● **Short problem 1**: Show each line of the records that contains the string "stick", matching case exactly.

● **Text provided**:

What I did find was lots of videos about London street gangs with hundreds of members. Maybe it's people that are the problem, not the mode of transport they choose to use?


----------



## Ms T (Sep 9, 2017)

I got overtaken yesterday going up the hill to Crystal Palace!


----------



## spanglechick (Sep 9, 2017)

Ms T said:


> I got overtaken yesterday going up the hill to Crystal Palace!


I suspect that's the hill I was mentioning earlier.


----------



## teuchter (Sep 15, 2017)

Saul Goodman said:


> I've had a look on youtube but all I can find is groups of 10 - 20 muppets, and I'd hazard a guess that most of them are on stolen bikes.
> What I did find was lots of videos about London street gangs with hundreds of members. Maybe it's people that are the problem, not the mode of transport they choose to use?


Here we are, back to the parallels with the gun debate.


----------



## bimble (Sep 15, 2017)

● **Records for the task**:

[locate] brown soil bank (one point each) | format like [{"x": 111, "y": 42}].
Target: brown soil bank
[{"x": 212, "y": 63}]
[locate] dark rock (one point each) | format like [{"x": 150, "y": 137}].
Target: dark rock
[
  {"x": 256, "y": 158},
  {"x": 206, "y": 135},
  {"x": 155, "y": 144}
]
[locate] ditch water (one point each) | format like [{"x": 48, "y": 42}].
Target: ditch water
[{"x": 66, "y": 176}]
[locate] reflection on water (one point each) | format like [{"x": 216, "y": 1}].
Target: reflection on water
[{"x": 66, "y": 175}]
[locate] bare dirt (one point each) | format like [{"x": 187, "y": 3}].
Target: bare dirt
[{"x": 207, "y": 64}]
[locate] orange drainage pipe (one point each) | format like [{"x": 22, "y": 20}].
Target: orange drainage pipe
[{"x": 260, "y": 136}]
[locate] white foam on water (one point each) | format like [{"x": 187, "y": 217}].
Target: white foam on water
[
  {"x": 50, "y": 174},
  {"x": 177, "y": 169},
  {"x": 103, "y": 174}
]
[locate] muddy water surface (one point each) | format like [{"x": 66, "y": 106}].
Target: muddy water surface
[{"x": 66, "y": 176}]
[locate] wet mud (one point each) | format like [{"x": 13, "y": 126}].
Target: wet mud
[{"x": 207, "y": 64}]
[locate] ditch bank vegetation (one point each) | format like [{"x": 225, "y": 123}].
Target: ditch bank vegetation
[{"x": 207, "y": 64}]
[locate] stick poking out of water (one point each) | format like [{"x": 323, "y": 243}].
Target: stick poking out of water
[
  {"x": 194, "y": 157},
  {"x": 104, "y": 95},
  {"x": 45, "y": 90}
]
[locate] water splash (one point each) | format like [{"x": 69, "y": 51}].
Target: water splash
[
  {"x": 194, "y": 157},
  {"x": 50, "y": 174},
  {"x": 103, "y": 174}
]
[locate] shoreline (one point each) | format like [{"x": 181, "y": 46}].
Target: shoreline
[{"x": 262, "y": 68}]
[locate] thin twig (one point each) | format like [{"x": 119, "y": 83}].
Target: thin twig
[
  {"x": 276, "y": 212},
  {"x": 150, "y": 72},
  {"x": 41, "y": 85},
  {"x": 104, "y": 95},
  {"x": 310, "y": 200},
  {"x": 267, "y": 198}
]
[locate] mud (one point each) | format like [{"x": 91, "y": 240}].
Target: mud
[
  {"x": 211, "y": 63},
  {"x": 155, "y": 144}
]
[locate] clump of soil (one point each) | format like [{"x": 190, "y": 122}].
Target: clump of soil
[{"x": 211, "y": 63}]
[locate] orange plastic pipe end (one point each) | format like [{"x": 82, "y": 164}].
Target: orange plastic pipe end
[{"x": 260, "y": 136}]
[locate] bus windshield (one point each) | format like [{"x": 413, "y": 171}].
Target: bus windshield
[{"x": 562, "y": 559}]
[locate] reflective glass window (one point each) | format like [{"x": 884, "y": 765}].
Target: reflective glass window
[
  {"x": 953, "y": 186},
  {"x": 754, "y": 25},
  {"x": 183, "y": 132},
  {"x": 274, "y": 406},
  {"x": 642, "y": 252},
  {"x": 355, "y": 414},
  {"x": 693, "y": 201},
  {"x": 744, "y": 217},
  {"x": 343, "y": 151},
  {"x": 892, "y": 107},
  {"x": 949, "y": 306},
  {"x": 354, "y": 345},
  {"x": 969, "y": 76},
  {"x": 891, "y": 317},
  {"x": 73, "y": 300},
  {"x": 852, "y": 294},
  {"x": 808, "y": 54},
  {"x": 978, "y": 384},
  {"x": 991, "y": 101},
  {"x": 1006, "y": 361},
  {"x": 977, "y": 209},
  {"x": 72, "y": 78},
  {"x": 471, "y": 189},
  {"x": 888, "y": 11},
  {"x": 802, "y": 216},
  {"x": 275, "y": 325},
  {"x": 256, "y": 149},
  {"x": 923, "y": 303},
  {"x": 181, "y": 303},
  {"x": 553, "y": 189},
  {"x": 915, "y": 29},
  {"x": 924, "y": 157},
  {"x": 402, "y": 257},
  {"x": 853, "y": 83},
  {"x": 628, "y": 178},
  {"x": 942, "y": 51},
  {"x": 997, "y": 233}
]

● **Short problem 2**: Resume the forum thread about bike groups and London street gangs from the point where it stops.

● **Expected output 1**:
[locate] stick poking out of water (one point each) | format like [{"x": 323, "y": 243}].
Target: stick poking out of water

● **Expected output 2**:
I had no idea quite how bad it is (the aggressive speeding and general nutter driving around here) until i started driving lessons this year, now instead of just seeing and hearing the crazy drivers it's about learning to just carry on at the 20mph whilst people go into fits of beeping rage waiting to overtake. Lifelong pedestrian that I am, I can see another side to the 'jaywalking' issue now too to be honest, if i ever do pass my test it'll be because I learn to stop watching the pavements like crazy looking for a sign that might tell me whether or not that person with the headphones on or looking at their phone is thinking about just stepping onto the street at any given moment.


----------



## teuchter (Sep 15, 2017)

bimble said:


> I can see another side to the 'jaywalking' issue now too to be honest, if i ever do pass my test it'll be because I learn to stop watching the pavements like crazy looking for a sign that might tell me whether or not that person with the headphones on or looking at their phone is thinking about just stepping onto the street at any given moment.



Is the "another side" that if cars had total priority, you as a car diver could get away with not doing what you're currently supposed to do (and are doing) - paying attention to what's going on, so you don't hurt someone?


----------



## bimble (Sep 15, 2017)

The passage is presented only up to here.